● **Challenge 1**
Duplicate the forum post from "I was running with" up to and including "error shown above.".
● **Challenge 2**
According to the forum post, why does the author conclude that the Docker container is the "smoking gun"? Answer in one to three sentences.

>> Begin Selection

I do not know where this is coming from. Note:

  1. Stopping and restarting the jupyter notebook server does not fix the problem. I get exactly the same message BUT a different port number is listed instead.
  2. I used ps to see if I could find something running that might explain this. Nothing I could see.
  3. The smoking gun appears to be the docker container. The rest of this post discusses what I was doing and how I conclude docker is the "smoking gun".

I was running with the new conda package and using the technique I posted in the wiki a couple weeks ago. That is, I was using the container only intending to use it to run MongoDB. The launch line was this:

docker run --env MSPASS_ROLE=db  -p 27017:27017 --mount src=`pwd`,target=/home,type=bind mspass/mspass

It was definitely working to run Mongo as the stuff I was running was using MongoDB and it all worked fine. The problem surfaced only when I tried to use dask. I conclude the docker container is the "smoking gun" for causing this problem because as soon as I stopped the container running I could instantiate an instance of LocalCluster without getting the error shown above.

>> End Selection
>> Begin Dataset

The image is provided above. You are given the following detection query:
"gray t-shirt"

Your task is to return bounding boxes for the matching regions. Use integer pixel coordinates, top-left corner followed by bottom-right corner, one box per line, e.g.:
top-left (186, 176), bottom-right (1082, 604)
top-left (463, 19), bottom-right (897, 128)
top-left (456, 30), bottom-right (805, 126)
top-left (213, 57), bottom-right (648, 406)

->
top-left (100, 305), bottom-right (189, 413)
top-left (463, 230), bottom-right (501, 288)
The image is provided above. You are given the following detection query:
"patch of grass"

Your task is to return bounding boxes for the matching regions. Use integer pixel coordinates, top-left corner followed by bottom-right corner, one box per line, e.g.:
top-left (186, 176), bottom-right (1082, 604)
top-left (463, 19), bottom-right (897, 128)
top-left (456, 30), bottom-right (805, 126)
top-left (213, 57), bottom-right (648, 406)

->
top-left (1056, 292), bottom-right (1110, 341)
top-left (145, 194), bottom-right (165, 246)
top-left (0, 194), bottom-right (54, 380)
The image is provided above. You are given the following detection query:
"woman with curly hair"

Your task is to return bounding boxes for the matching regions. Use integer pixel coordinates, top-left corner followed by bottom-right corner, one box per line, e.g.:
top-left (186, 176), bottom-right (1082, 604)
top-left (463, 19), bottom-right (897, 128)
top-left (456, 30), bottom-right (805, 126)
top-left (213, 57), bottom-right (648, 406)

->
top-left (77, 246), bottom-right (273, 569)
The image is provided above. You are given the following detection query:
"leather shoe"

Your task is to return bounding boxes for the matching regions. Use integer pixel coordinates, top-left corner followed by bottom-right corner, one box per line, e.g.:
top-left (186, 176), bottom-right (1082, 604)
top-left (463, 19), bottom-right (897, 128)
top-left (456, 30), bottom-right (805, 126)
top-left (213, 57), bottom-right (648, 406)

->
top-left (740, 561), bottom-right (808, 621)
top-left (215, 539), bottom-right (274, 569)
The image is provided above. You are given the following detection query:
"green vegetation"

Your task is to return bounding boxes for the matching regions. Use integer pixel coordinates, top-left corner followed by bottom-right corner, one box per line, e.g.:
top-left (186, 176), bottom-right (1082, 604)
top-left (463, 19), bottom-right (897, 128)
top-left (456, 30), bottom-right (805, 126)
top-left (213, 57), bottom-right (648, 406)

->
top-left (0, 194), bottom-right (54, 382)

>> End Dataset

● **Exercise result 1**
I was running with the new conda package and using the technique I posted in the wiki a couple weeks ago. That is, I was using the container only intending to use it to run MongoDB. The launch line was this:

docker run --env MSPASS_ROLE=db  -p 27017:27017 --mount src=`pwd`,target=/home,type=bind mspass/mspass

It was definitely working to run Mongo as the stuff I was running was using MongoDB and it all worked fine. The problem surfaced only when I tried to use dask. I conclude the docker container is the "smoking gun" for causing this problem because as soon as I stopped the container running I could instantiate an instance of LocalCluster without getting the error shown above.

● **Exercise result 2**
The author concludes this because a LocalCluster instance could be created without the error as soon as the container was stopped. The problem had appeared only when the author tried to use dask while the container was running.